_PASSAGE FOURNI_.
>>>>>

La retraite (russe) des acquis sociaux

par thibault finet. collaboration spéciale.


2018 a été marqué en Russie par le Mondial de football, la réélection de Vladimir Poutine et par le projet de réforme des retraites. Dans un pays où le gouvernement élimine depuis des années les acquis sociaux issus de la période soviétique, la hausse de l’âge des départs à la retraite a provoqué une vague de manifestations de grande ampleur dans le pays.

La question des retraites et de la santé publique en Russie

Fixé en 1932 pendant la période soviétique, l’âge du départ à la retraite était de 60 ans pour les hommes et de 55 ans pour les femmes. Jamais les dirigeants russes n’étaient revenus sur ce seuil « avantageux » comparativement au reste du monde occidental. Or, quelques heures à peine avant le début de la Coupe du monde, Vladimir Poutine a profité de ce moment d’euphorie collective pour annoncer le projet de réforme des retraites, visant à faire passer l’âge du départ à la retraite à 60 ans chez les femmes et à 65 ans chez les hommes. La loi sera signée début octobre par le président Poutine.

<<<<<

_DÉTAILS DU PROBLÈME_.
Relevez tous les événements qui, d'après le passage fourni sur la réforme des retraites en Russie, ont marqué l'année 2018 dans ce pays.

_ENSEMBLE D'ENTRÉES_.

>>>>>

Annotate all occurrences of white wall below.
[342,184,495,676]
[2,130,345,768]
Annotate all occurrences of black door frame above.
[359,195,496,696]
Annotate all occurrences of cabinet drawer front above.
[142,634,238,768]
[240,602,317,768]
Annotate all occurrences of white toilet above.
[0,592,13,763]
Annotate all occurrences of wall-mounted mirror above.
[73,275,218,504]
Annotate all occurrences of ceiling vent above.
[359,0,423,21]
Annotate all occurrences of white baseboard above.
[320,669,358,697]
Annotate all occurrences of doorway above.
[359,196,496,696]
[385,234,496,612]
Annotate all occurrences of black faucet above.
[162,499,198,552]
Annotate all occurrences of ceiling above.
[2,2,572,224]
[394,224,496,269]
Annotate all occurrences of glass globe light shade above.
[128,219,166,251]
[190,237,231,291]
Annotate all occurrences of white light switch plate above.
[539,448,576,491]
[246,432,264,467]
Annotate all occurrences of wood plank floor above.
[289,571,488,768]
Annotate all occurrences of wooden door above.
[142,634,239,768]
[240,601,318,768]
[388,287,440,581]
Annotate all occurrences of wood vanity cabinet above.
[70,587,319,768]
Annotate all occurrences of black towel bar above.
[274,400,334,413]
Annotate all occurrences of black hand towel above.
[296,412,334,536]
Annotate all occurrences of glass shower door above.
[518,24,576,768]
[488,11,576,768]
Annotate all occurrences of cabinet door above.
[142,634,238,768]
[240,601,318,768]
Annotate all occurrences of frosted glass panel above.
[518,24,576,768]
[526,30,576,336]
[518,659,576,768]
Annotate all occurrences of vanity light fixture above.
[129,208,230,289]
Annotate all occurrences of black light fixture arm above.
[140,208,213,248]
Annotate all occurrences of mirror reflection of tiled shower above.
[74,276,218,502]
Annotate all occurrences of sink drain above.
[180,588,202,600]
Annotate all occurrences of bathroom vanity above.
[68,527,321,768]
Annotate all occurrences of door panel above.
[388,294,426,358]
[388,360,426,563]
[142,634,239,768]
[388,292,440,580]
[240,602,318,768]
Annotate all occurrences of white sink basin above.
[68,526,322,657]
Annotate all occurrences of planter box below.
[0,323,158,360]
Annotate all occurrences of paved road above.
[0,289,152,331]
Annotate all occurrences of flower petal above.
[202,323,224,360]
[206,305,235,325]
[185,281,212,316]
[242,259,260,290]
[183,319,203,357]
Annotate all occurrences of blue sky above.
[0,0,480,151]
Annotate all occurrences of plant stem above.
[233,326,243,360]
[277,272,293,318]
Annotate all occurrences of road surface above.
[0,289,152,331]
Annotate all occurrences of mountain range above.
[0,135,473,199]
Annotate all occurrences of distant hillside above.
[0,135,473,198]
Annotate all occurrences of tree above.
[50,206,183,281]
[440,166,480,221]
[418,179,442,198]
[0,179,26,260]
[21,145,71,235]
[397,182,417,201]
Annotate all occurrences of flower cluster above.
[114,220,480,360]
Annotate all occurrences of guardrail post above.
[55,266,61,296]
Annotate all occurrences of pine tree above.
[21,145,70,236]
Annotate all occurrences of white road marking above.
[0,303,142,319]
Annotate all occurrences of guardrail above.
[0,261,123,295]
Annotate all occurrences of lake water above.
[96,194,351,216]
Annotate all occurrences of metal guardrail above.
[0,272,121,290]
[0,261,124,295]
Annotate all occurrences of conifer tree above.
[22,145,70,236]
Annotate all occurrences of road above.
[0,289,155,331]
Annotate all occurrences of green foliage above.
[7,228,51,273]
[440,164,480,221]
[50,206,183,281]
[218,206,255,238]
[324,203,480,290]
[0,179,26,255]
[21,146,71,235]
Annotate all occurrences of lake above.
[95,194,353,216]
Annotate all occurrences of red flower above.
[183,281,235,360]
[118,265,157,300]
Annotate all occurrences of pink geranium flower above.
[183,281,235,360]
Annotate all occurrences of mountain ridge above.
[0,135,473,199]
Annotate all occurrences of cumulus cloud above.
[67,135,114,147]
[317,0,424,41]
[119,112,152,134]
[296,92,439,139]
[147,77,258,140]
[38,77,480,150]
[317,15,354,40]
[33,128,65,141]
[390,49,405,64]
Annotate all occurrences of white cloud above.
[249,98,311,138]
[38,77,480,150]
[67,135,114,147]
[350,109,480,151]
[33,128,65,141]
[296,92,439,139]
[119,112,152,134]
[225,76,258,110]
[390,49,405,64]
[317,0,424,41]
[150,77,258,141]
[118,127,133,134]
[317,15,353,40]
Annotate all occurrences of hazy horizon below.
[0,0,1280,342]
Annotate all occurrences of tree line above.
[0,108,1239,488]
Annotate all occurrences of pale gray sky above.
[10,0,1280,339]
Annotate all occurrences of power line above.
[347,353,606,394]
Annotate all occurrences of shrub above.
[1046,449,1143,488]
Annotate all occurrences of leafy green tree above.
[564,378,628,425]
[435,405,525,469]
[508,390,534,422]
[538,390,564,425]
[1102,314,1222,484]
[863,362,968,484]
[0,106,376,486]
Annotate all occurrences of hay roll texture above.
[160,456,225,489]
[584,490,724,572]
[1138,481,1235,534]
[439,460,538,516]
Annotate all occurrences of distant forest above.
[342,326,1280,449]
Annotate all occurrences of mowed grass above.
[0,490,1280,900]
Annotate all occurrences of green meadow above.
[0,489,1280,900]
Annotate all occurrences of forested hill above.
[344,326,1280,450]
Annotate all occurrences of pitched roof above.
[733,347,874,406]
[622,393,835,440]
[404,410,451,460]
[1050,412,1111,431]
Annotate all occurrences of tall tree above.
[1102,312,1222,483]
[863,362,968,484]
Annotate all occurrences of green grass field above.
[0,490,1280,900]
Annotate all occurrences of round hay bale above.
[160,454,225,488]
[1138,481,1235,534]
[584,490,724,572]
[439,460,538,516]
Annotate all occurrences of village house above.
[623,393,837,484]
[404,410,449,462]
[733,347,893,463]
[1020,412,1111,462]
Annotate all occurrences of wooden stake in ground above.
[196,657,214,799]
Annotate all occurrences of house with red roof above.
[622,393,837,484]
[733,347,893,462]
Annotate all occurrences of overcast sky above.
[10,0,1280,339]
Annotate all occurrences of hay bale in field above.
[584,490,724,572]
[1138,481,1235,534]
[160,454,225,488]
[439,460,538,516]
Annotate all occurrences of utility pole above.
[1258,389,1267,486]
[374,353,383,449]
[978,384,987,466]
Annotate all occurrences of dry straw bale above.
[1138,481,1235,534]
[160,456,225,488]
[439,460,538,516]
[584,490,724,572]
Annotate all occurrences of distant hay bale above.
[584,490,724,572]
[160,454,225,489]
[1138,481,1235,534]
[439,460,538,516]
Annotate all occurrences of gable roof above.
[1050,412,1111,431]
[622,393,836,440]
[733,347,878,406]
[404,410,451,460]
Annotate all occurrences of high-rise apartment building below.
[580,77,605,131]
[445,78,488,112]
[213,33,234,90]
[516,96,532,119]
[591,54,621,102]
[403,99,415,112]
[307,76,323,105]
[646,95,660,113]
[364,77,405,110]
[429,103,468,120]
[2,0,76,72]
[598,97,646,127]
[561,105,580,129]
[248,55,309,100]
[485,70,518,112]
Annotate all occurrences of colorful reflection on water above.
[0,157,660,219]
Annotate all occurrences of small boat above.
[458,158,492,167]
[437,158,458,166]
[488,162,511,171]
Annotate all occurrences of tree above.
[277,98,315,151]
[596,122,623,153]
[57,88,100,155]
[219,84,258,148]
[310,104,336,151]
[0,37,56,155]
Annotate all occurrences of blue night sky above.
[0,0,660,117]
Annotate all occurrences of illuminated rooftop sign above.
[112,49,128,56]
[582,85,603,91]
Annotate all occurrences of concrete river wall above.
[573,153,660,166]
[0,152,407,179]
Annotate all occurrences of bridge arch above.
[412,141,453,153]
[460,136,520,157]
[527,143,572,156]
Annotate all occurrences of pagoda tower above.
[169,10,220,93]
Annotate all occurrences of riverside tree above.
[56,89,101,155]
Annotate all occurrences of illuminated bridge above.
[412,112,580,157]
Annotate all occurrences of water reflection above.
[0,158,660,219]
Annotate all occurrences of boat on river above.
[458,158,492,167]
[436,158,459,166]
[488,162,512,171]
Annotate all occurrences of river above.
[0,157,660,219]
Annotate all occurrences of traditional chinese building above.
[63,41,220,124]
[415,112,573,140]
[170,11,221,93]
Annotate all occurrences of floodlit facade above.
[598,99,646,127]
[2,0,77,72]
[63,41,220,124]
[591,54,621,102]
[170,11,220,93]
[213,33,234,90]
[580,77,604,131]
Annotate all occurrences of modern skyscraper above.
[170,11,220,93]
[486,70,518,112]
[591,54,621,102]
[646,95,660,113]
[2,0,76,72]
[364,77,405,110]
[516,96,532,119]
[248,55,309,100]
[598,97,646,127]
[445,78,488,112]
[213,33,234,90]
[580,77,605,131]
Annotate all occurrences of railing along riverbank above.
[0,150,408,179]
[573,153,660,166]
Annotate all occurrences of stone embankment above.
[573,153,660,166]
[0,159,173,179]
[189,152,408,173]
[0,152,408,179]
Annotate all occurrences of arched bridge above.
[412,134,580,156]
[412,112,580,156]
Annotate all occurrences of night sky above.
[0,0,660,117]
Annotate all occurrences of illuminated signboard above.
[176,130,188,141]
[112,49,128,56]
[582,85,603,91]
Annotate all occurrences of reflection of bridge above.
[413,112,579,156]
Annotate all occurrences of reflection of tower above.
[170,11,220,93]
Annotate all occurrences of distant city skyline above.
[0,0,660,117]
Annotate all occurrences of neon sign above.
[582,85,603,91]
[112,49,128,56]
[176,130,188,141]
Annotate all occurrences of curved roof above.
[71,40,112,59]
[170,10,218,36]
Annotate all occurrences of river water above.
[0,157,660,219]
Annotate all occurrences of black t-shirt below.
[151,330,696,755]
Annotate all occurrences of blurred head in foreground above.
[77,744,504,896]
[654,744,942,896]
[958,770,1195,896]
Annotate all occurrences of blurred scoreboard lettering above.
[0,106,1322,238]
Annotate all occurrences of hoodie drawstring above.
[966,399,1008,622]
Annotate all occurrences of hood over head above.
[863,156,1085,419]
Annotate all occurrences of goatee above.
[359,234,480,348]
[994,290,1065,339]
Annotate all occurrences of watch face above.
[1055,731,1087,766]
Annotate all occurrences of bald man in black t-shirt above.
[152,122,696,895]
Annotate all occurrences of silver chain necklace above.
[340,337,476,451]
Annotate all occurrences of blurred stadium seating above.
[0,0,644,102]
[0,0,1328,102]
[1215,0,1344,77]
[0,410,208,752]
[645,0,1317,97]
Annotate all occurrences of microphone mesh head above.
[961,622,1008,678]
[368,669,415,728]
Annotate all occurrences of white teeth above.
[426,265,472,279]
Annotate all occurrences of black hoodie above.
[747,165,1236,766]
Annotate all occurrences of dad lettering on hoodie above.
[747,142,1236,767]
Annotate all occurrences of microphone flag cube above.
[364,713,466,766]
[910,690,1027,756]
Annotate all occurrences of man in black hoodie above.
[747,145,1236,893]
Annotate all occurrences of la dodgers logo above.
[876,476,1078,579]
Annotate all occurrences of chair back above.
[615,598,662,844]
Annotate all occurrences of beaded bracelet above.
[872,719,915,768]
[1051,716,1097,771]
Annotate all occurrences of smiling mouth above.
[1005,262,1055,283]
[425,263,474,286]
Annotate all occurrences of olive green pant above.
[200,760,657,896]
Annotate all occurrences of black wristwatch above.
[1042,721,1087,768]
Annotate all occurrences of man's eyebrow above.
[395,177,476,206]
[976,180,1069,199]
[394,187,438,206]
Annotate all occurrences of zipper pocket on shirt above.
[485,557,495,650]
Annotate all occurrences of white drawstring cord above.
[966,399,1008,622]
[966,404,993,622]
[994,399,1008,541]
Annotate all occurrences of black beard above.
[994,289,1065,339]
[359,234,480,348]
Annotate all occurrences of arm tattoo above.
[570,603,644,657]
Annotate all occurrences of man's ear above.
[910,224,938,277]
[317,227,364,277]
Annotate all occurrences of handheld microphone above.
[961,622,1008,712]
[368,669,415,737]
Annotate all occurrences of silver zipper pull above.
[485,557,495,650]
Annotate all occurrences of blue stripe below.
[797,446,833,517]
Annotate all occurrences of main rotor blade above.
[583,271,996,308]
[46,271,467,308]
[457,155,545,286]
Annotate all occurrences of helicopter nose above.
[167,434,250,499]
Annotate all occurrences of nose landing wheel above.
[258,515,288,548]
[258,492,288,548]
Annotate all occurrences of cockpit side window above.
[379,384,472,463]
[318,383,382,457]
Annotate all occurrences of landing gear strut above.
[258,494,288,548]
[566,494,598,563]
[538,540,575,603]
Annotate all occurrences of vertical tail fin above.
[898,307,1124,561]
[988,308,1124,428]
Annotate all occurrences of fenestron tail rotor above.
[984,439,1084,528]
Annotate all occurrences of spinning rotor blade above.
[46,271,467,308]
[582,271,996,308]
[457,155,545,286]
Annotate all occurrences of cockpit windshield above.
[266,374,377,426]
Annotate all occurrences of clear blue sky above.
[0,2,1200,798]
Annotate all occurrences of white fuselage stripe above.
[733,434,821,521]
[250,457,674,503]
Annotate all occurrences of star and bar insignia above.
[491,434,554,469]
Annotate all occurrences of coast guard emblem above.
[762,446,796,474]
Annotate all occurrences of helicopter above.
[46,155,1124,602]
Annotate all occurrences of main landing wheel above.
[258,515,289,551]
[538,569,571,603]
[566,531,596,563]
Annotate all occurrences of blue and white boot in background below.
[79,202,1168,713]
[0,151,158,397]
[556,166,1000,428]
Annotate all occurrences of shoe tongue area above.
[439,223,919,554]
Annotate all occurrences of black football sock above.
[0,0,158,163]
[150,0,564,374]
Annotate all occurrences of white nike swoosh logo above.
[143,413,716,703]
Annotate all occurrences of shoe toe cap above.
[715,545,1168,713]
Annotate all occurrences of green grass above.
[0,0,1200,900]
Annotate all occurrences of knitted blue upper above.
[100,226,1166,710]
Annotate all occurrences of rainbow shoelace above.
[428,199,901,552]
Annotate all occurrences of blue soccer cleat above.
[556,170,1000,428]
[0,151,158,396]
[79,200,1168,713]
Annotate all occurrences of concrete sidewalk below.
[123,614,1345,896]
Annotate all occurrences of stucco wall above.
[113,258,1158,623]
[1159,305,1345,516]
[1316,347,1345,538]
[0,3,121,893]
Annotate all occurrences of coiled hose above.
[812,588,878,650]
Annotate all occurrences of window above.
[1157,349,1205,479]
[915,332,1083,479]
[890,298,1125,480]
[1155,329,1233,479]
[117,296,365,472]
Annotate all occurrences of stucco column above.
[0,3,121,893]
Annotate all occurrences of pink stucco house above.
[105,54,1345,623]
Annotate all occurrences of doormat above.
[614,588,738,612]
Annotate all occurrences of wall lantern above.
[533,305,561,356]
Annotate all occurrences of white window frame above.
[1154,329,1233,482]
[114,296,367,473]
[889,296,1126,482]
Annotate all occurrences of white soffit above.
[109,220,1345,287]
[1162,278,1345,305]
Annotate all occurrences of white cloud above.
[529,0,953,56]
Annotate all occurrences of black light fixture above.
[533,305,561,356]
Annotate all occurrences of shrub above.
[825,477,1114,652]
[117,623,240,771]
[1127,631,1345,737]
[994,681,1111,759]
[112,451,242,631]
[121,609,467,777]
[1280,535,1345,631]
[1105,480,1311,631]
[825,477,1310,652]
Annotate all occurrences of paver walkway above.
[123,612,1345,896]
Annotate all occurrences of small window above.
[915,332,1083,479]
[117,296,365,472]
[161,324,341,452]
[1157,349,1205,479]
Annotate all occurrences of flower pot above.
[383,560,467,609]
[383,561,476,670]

<<<<<

_LA RÉPONSE_.
- le Mondial de football
- la réélection de Vladimir Poutine
- le projet de réforme des retraites